- EXTRACTED MATERIAL -
- Opening Delimiter -

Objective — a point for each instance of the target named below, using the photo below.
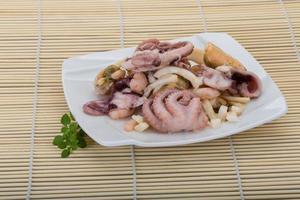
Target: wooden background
(35, 38)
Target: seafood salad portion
(173, 87)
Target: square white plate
(78, 75)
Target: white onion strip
(159, 83)
(195, 81)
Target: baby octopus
(152, 54)
(175, 110)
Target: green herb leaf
(81, 133)
(81, 142)
(72, 117)
(57, 140)
(73, 127)
(62, 145)
(65, 153)
(65, 119)
(64, 129)
(72, 136)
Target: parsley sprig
(71, 137)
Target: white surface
(78, 75)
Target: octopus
(207, 93)
(174, 110)
(246, 83)
(235, 81)
(138, 82)
(152, 54)
(120, 105)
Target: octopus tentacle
(152, 55)
(175, 110)
(159, 107)
(150, 117)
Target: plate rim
(130, 141)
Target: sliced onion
(163, 80)
(195, 81)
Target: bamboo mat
(35, 38)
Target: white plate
(78, 75)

- Closing Delimiter -

Retype all the entries exactly; drop the pictures.

- TASK RESULT -
Objective — a point for each instance of the target named below, using the photo below.
Target: wooden background
(35, 38)
Target: seafood salad portion
(173, 87)
Target: square white plate
(78, 75)
Target: white onion strip
(159, 83)
(195, 81)
Target: baby octopus
(152, 54)
(175, 110)
Target: green herb leaf
(81, 133)
(81, 142)
(72, 117)
(57, 140)
(73, 127)
(62, 145)
(65, 153)
(65, 119)
(64, 129)
(72, 136)
Target: parsley sprig
(71, 137)
Target: white surface
(78, 75)
Target: octopus
(207, 93)
(174, 110)
(246, 83)
(235, 81)
(138, 82)
(152, 54)
(120, 105)
Target: octopus tentacle
(152, 55)
(175, 110)
(159, 107)
(150, 117)
Target: plate rim
(130, 141)
Target: sliced onion
(163, 80)
(195, 81)
Target: bamboo mat
(35, 38)
Target: white plate
(78, 75)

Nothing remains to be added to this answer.